Below is a set of entries. Reproduce exactly the lines from the one containing "Target: corner shelf in shower" through the end, both included.
══ Provided entries ══
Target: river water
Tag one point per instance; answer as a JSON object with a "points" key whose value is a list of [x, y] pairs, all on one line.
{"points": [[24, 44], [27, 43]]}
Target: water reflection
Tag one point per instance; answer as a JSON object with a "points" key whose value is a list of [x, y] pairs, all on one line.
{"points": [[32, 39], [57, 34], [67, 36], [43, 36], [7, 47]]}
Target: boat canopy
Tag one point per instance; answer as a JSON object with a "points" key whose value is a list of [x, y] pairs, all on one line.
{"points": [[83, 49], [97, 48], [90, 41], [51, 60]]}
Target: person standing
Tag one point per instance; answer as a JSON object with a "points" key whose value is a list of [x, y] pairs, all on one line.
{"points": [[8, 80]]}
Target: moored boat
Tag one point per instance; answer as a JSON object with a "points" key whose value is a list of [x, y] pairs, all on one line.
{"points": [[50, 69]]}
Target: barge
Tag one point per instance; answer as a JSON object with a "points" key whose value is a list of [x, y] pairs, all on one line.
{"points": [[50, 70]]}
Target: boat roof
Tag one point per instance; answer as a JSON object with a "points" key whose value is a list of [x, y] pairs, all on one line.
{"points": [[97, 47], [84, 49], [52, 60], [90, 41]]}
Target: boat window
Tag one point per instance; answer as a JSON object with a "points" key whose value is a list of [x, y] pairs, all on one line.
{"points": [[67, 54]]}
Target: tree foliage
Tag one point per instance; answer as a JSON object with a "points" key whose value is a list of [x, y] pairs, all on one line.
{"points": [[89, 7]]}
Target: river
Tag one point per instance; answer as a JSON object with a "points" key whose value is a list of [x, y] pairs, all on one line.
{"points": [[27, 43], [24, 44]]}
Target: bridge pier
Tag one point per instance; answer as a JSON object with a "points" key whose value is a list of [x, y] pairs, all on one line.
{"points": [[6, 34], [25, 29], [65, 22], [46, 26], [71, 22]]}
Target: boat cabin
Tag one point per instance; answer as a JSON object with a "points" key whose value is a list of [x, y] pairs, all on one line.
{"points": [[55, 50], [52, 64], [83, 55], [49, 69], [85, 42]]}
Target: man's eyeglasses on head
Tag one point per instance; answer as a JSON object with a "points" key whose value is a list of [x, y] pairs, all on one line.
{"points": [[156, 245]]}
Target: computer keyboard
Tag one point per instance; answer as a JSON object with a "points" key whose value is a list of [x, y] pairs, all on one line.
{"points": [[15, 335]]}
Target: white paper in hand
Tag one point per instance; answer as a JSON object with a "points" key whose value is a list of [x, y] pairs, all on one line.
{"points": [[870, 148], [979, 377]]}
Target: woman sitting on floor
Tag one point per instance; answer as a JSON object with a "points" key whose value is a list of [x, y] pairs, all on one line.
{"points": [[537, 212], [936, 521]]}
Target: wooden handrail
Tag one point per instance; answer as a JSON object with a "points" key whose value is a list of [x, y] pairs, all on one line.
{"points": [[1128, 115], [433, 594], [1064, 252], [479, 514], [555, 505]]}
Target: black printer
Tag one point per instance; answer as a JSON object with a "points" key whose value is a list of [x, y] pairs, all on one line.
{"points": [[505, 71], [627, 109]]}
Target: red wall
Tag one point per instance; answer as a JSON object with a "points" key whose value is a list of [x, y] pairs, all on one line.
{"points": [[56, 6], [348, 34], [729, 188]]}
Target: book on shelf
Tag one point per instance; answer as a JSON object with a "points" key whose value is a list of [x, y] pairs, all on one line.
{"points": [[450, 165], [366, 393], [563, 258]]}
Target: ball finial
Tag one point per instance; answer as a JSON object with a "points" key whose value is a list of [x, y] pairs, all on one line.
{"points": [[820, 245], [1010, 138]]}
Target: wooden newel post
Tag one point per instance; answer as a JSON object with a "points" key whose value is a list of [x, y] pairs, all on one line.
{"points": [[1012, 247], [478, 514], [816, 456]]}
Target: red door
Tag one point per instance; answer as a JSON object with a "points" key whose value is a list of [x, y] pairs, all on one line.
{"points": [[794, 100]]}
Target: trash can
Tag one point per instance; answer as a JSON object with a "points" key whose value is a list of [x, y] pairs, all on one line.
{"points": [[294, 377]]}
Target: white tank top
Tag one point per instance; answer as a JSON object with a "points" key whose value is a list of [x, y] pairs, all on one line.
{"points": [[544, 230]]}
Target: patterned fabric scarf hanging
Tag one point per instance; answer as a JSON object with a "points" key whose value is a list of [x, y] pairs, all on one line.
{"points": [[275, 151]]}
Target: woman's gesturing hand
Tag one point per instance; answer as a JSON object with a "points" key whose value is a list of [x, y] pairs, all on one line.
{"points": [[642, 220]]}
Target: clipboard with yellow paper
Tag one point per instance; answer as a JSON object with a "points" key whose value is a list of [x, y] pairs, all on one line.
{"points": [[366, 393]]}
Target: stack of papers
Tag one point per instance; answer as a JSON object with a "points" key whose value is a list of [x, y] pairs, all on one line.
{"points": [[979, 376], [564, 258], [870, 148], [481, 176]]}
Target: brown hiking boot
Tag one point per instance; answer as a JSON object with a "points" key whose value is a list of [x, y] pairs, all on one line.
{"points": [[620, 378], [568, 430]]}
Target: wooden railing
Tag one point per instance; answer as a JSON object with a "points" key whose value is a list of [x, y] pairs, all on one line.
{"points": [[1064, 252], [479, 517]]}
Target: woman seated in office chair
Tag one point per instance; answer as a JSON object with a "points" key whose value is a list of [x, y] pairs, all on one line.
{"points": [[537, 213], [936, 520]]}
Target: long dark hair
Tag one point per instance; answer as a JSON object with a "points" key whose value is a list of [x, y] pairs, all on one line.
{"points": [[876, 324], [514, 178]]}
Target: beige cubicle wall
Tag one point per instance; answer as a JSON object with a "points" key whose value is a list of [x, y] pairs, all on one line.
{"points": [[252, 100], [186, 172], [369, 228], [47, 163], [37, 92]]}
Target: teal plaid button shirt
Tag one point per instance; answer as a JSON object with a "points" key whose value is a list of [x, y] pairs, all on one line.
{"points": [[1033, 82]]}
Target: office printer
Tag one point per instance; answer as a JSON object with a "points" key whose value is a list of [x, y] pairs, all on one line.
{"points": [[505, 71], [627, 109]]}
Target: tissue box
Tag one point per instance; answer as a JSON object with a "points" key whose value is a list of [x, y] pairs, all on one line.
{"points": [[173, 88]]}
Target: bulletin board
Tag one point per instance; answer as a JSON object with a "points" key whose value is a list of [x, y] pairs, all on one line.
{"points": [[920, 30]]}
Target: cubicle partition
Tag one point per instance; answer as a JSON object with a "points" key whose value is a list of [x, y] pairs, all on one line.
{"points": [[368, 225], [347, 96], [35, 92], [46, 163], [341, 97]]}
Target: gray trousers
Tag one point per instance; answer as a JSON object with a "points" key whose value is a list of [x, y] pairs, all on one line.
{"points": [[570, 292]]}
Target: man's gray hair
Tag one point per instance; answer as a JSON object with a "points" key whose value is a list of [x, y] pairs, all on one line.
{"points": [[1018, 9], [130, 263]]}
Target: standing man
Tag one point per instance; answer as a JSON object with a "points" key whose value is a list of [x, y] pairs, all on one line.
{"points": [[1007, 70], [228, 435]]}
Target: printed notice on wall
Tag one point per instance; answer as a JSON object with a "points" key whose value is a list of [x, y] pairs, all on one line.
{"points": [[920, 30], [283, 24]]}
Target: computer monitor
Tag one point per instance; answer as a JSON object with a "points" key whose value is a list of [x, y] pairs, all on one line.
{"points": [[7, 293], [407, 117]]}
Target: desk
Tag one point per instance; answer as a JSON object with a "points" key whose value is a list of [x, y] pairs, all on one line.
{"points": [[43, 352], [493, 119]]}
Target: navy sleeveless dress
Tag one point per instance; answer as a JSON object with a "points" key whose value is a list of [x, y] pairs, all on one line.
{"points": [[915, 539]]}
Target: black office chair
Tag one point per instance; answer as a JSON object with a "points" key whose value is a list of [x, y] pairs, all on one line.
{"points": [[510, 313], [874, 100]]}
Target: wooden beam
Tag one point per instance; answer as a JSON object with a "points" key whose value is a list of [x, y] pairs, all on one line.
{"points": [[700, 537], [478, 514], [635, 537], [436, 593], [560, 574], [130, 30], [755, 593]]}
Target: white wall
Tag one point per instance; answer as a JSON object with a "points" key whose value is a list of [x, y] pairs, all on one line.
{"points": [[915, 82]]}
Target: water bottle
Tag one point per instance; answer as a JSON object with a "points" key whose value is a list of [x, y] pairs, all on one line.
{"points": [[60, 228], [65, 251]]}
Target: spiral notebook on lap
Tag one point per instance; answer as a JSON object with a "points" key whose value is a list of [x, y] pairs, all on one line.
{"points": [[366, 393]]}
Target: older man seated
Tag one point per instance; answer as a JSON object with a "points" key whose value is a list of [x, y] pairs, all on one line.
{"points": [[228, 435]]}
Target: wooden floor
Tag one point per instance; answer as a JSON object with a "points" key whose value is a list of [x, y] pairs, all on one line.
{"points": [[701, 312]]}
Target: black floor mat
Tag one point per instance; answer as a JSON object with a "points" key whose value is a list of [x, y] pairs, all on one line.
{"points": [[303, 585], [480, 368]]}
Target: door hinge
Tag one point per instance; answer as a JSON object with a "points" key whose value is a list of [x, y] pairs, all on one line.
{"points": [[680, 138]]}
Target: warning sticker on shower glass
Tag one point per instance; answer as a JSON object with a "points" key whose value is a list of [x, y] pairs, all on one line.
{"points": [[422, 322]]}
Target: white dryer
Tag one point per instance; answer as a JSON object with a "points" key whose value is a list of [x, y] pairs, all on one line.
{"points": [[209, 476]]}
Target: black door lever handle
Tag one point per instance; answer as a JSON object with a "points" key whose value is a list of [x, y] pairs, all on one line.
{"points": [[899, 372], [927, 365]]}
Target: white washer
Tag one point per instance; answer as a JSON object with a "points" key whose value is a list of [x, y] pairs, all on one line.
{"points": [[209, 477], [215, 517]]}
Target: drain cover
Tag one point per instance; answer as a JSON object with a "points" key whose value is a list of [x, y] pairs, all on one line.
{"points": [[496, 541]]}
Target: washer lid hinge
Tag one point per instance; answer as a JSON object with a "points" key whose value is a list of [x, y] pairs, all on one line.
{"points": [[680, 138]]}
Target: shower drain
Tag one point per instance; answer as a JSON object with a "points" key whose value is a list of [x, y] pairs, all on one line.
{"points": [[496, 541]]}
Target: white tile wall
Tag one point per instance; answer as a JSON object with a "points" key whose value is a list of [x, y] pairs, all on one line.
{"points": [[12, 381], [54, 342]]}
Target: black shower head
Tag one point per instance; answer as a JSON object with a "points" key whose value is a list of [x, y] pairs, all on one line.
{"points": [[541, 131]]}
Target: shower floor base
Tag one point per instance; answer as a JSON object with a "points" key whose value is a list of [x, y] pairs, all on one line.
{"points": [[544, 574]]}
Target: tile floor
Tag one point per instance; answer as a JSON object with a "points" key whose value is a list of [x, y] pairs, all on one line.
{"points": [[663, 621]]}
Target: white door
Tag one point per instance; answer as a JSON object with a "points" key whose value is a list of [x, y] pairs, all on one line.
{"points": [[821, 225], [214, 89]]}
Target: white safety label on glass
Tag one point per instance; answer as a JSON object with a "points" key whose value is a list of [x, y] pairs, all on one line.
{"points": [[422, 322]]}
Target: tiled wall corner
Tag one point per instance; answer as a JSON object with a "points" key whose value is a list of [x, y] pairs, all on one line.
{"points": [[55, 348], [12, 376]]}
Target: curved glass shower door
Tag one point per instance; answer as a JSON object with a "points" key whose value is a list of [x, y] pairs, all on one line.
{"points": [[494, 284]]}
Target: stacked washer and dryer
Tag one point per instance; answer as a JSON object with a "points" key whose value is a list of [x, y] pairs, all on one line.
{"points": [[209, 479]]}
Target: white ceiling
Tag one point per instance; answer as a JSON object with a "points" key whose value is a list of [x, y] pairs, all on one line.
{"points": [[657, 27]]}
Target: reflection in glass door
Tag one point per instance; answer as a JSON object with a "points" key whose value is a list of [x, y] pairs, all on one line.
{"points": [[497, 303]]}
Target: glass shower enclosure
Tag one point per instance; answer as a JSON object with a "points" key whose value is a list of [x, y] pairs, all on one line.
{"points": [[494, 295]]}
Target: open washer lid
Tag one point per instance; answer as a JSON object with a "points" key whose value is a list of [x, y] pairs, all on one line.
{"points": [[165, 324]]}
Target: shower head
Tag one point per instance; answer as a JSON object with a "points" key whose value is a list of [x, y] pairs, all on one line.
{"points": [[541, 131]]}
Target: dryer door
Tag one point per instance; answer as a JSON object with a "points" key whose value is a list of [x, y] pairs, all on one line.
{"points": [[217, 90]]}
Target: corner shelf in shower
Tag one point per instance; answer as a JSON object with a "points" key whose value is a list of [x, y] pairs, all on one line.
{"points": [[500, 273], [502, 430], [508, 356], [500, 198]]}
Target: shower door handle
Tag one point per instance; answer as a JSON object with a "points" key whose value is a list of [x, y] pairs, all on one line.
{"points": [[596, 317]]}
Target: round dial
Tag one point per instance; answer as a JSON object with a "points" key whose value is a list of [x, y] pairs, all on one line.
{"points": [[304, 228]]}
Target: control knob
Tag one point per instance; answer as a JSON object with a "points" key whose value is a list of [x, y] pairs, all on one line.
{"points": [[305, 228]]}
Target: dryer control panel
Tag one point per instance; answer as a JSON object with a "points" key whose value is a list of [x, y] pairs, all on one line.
═══
Solution:
Target: corner shelf in shower
Tag one point per instance; answer as a JSON object with a "points" key whose value is a list of [x, y] pairs, all on one line.
{"points": [[500, 273], [502, 430], [508, 356], [500, 198]]}
Target: shower door handle
Tag one point per instance; answer as a JSON object with a "points" key whose value is a list of [x, y] pairs, all on one line.
{"points": [[596, 317]]}
Target: round dial
Tag one point per instance; answer as a JSON object with a "points" key whose value is a list of [x, y] pairs, all on one line.
{"points": [[304, 228]]}
Target: control knob
Tag one point per instance; answer as a JSON object with a "points" key whose value is a list of [x, y] pairs, all on one line.
{"points": [[305, 228]]}
Target: dryer control panel
Tag one point per instance; answer as a JSON object with a "points" key whose value is a list of [x, y] pairs, all on one line.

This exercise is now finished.